__REQUIRED WORK__: From the entries, copy each line that includes "heart".

__INFORMATION PROVIDED__:
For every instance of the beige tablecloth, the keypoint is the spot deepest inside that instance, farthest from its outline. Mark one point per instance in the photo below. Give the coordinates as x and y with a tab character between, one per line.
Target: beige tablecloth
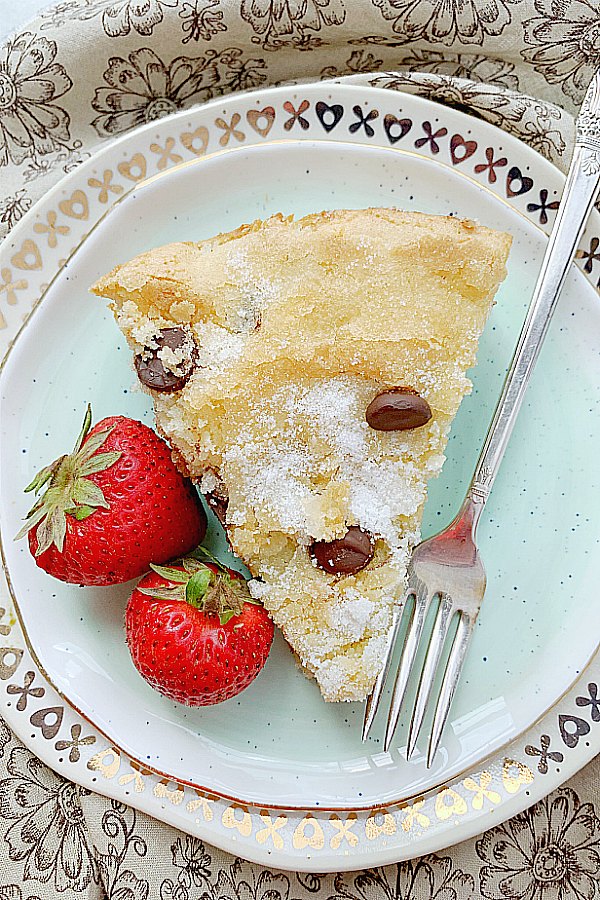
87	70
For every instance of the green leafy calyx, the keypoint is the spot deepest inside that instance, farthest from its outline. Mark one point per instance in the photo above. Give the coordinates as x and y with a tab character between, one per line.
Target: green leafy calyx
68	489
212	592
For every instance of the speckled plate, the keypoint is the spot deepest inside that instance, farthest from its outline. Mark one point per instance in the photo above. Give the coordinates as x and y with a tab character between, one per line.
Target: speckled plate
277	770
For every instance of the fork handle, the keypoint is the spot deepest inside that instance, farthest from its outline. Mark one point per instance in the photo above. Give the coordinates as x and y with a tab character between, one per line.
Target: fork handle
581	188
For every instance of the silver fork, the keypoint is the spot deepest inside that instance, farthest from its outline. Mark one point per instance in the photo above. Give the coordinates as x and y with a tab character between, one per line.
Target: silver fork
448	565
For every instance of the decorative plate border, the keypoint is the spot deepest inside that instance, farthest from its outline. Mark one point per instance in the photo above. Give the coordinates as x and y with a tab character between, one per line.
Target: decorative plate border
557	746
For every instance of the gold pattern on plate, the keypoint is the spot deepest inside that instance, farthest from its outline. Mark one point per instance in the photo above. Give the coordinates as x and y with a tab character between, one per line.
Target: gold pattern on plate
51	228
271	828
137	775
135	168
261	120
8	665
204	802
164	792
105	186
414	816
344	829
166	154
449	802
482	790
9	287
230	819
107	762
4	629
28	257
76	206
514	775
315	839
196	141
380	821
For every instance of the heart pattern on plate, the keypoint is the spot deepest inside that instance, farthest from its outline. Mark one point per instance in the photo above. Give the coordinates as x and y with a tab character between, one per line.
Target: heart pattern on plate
--
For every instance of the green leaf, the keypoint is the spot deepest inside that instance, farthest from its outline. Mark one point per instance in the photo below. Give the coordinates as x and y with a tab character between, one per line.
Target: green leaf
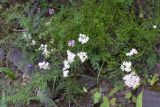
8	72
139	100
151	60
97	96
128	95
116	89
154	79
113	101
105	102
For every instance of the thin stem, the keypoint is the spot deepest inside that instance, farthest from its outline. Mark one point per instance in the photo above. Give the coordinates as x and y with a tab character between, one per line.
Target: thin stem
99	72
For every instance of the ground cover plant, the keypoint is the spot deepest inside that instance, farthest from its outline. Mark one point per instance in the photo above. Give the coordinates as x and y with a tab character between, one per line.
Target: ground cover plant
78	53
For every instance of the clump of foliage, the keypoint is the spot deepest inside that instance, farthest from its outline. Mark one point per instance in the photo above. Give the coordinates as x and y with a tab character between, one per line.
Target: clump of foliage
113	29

__ANSWER TO THIS PROBLEM__:
For every instance of the heart pattern on plate, the keypoint is the spot deepest inside that instance, farthest from its outline. Mark one point per instance in the photo above. Give the coordinates as x and y with a tab character between, one per line.
Target: heart pattern on plate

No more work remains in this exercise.